»»

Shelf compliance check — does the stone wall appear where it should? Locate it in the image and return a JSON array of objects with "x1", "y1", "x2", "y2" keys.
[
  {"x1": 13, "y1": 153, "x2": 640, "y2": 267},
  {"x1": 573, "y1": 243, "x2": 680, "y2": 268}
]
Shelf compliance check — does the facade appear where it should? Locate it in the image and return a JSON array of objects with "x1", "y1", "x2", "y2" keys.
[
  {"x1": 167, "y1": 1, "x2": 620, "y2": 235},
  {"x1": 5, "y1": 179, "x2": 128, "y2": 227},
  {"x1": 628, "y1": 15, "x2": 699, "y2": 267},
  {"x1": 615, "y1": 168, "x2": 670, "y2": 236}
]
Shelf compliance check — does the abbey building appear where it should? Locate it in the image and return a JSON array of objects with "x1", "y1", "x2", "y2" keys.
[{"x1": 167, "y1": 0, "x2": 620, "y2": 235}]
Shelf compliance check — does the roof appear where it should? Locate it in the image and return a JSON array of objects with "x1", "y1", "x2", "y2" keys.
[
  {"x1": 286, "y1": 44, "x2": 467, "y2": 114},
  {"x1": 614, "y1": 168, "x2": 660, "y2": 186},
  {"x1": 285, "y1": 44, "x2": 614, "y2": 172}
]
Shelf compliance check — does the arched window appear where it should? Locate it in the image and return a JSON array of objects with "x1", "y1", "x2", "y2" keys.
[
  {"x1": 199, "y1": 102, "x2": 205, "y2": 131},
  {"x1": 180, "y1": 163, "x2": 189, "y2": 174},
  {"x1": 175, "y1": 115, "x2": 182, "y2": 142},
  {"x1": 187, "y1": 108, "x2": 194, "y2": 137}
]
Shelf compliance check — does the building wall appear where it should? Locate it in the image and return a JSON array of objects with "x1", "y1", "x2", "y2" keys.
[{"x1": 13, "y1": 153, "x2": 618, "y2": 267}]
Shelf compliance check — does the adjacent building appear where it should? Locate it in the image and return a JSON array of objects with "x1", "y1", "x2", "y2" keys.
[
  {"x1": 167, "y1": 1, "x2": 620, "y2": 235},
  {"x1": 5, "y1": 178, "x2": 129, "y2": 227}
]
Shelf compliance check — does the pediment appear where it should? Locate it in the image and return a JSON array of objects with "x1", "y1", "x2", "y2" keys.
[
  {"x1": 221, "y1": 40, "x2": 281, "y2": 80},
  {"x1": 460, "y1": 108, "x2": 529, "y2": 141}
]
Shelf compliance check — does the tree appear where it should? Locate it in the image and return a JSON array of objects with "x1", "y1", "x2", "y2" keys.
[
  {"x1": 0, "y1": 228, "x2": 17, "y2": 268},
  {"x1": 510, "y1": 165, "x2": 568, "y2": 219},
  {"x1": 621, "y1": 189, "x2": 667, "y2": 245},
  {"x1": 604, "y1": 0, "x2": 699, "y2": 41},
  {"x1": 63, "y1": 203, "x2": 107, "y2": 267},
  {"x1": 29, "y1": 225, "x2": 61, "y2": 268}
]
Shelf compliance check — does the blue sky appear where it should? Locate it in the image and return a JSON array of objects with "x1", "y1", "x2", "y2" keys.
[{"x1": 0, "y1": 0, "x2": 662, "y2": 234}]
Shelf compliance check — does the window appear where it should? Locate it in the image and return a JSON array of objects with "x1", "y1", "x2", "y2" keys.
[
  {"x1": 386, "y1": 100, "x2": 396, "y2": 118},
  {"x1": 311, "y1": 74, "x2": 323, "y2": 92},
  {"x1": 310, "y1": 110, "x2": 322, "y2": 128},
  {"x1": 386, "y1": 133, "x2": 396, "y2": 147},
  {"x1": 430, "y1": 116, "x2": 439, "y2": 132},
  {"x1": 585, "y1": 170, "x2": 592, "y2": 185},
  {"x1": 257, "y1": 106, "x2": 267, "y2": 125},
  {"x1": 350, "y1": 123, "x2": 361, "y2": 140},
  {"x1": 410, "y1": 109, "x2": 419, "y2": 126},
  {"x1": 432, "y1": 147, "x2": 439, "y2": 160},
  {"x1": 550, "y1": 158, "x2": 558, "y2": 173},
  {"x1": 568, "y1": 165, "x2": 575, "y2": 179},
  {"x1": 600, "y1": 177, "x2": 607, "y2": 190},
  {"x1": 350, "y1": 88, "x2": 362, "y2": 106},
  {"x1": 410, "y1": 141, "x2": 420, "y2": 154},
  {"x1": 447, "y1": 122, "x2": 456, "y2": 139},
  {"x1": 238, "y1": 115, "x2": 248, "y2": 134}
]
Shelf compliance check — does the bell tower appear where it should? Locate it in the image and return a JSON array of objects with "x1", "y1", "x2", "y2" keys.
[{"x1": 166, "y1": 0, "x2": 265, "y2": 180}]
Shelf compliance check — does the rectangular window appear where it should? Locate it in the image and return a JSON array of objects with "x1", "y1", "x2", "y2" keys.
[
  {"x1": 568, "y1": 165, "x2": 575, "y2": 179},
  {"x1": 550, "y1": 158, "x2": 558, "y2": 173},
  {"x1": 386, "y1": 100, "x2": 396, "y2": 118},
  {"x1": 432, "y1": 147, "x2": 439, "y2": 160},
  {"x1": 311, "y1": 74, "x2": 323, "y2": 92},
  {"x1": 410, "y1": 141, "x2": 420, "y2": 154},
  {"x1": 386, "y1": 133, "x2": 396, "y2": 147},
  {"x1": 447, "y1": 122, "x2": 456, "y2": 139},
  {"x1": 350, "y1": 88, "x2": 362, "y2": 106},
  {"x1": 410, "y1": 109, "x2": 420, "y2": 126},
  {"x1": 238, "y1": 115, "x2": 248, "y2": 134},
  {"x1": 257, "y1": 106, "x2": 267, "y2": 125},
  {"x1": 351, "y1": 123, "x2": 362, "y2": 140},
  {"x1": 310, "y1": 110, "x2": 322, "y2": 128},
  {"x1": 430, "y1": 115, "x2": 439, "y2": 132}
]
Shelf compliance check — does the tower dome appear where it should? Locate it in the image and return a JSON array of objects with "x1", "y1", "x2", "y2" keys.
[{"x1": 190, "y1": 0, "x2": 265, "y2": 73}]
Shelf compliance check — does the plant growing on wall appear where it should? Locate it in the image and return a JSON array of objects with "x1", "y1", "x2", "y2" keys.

««

[Objective]
Collect every line in the listing above that contains the word "wall", copying each one in full.

[Response to this task]
Shelf compliance check — does the stone wall appear where it should? Locate it in the image and return a JSON array of objects with "x1", "y1", "x2", "y2" keys.
Shelf compliance check — does the building wall appear where it should? Locate it in the image and return a JSON array of objects with "x1", "y1", "x2", "y2" keys.
Shelf compliance check — does the plant growing on wall appear where it should? Locate it in the image and return a JSON array of objects with "x1", "y1", "x2", "y2" keys.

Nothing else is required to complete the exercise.